Exercise instructions →
Extend the passage on making India's workforce employable, picking up right after its final sentence.

Reading passage →
● ● ●
Recent signs of a strategic policy shift from education to employability could go a long way in establishing India as a global HR engine. By 2020 India is estimated to have 850 million people in the working age group, accounting for 28% of the global workforce.. If this 850 million is made employable, India has the potential of becoming a leading source for skills. However, skilling 850 million people is by no means a simple task. It will require application of a carefully thought out strategy for desired results.
There are two approaches that seem essential: the first is to closely align capacity building to emerging industry needs; the second is to ensure that the solutions are scalable and the investments required to scale are not linear. Translated, this means creating skilling programs in sectors where the demand is going to be the highest and therefore Public-Private Participation (PPP) to develop appropriate standards, curriculum, faculty and certification processes. When these programs are deployed in close proximity to the industry, the outcomes will be better. In addition, these programs must use inexpensive and scalable technology such as cloud-based learning programs that can be customized at minimal cost; inexpensive open source software to create engaging and immersive modules for self-paced learning; and mobile networks for anytime-anywhere distribution.
The recent 10th Annual Talent Shortage Survey from Manpower Group showed that filling skilled jobs was one the biggest challenges before global businesses. This problem is not unique to India. However, of those surveyed, 58% from India said that filling jobs was difficult. This is against the global average of 38%[i]. Clearly, India has a bigger problem than many other parts of the world. Hence, the urgency to develop and deploy professional skill development programs and processes cannot be over-emphasized.
● ● ●
Listing →
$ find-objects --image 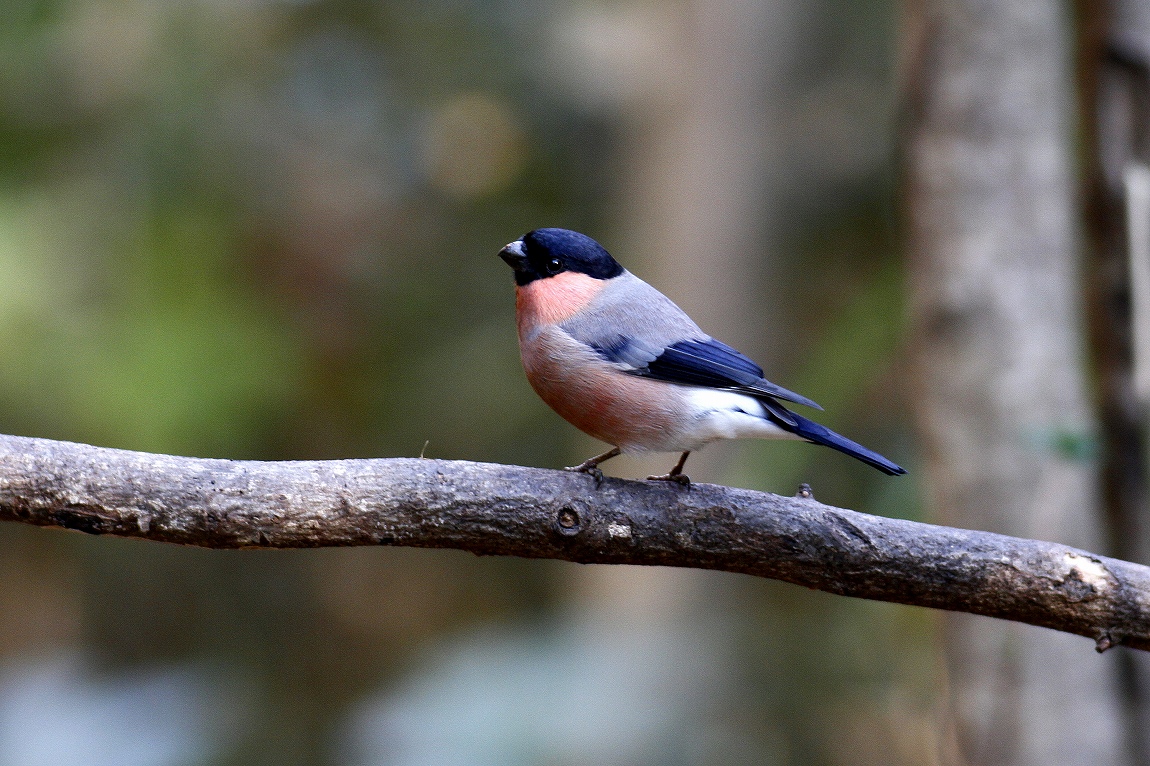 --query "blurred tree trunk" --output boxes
[905,0,1128,766]
[1080,0,1150,764]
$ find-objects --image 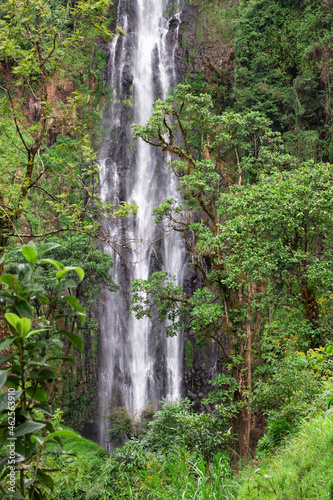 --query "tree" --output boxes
[0,0,128,252]
[132,86,332,458]
[132,85,278,457]
[0,242,85,500]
● ● ●
Result →
This is especially true for skill development in rural India where we need to build capacity to ensure higher employability. To address the needs of an expanding labour market from various perspectives, the last budget most encouragingly allocated Rs. 1,500 crore for skilling rural youth under the Deen Dayal Upadhyay Gramin Kaushal Yojana which is expected to create increased demand for skilled labour and better credit management. However, to achieve impact at scale, the convergence of management, monitoring and quality assurance frameworks with other skill development initiatives is a must. A case in point is the National Skill Certification and Monetary Reward Scheme branded as STAR (Standard Training Assessment and Reward) with Rs. 1,350 crore allocated for motivating the youth to join skill development programs through monetary rewards.
The fast emerging concept of ‘blended model of learning’ should work especially well for rural skilling needs. Combining online and classroom instruction, this model integrates the socializing opportunities of a classroom with the flexibility of online learning, freeing up the student’s time for family obligations, part-time jobs and other pursuits. International studies have indicated that a blended model leads to lowered dropout rates. However, for blended models, there is a clear need to establish a robust infrastructure – technology, curriculum, content, faculty, collaboration with academia, physical facilities and industry linkages.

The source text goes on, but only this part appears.